DOCUMENT PASSAGE:
* start *
I made a version of the Motion Planning method Rapidly-exploring Randomized Tree (RRT) in parallel. My research combines RRT and parallel computing. Motion Planning can thought of as a way to get an object from point A to point B. RRT is a widely used method to get the path we want from Point A to Point B. In regards to parallelizing this method, certain motion planning problems can take hours or days to get a solution. Because of this, parallel computing is used to reduce this overall time. Parallel computing can potentially knock hours, even days off the amount of time a problem would normally take to solve. I created my parallel RRT method under the guidance of my graduate advisor Sam Jacobs and faculty advisor Nancy M Amato.
    Motion planning is not only an important component of robotics, but also bio-informatics. As these fields progress and problem sizes increase, faster approaches need to be created. Parallel computation can be used to significantly speed up the computation. This paper studies the effects of parallelizing the Rapidly-exploring Randomized Tree (RRT) method, one of the two types of state-of-the-art sampling-based algorithms for solving motion planning problems. RRT helps solve motion planning problems by creating a tree to locally explore in C-Space. One implementation of parallel RRT updates the global tree immediately, which has a large communication overhead. The strategy proposed in this paper allows the user to specify how much of the tree will be created locally before updating the global tree shared amongst the processes. This paper experiments with various values of this k-parameter that is used to control the granularity of the local growth.
* end *
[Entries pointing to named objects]
* start *
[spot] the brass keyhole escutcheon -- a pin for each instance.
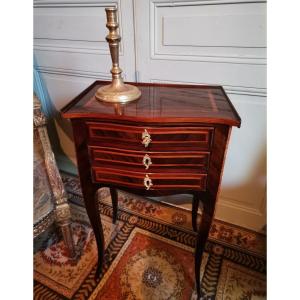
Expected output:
(146, 138)
(147, 182)
(147, 161)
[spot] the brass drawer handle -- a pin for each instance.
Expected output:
(147, 182)
(147, 161)
(146, 138)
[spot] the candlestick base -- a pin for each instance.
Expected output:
(120, 94)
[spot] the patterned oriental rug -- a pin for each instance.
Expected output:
(149, 255)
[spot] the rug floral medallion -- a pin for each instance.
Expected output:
(149, 255)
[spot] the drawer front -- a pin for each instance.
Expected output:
(166, 162)
(149, 181)
(150, 138)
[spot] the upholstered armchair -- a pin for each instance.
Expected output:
(50, 199)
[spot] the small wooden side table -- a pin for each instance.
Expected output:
(172, 140)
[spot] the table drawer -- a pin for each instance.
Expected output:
(149, 181)
(150, 138)
(190, 162)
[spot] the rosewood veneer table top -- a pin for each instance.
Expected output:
(167, 102)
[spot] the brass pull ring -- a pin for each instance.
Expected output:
(147, 182)
(146, 138)
(147, 161)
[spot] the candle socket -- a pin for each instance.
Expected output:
(117, 91)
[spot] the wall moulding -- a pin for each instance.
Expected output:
(69, 29)
(76, 73)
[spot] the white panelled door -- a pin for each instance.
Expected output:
(216, 42)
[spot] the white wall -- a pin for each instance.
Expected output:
(206, 41)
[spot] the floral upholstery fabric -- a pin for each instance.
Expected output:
(42, 193)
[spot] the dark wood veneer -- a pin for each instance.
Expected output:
(189, 127)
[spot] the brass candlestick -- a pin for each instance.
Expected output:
(117, 91)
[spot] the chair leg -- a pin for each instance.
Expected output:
(114, 199)
(63, 219)
(195, 206)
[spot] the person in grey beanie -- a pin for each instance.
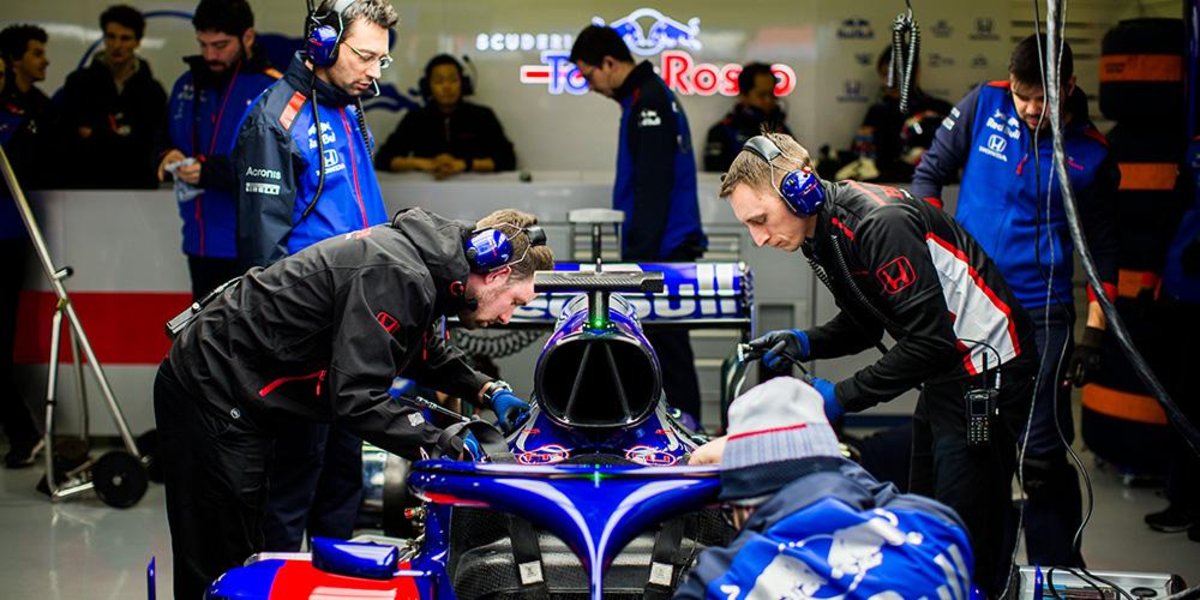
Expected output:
(815, 525)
* end *
EXERCISE DIRECTIONS:
Answer these questions using the passage on parallel RRT.
(a) Who served as the graduate advisor and the faculty advisor for the parallel RRT method?
(b) What does RRT create in order to explore locally in C-Space?
(c) What does the k-parameter control?
The entries are separate from the passage on parallel RRT and have no connection to it.

RESPONSE FOR THIS EXERCISE:
(a) Sam Jacobs was the graduate advisor, and Nancy M Amato was the faculty advisor.
(b) It creates a tree.
(c) It controls the granularity of the local growth.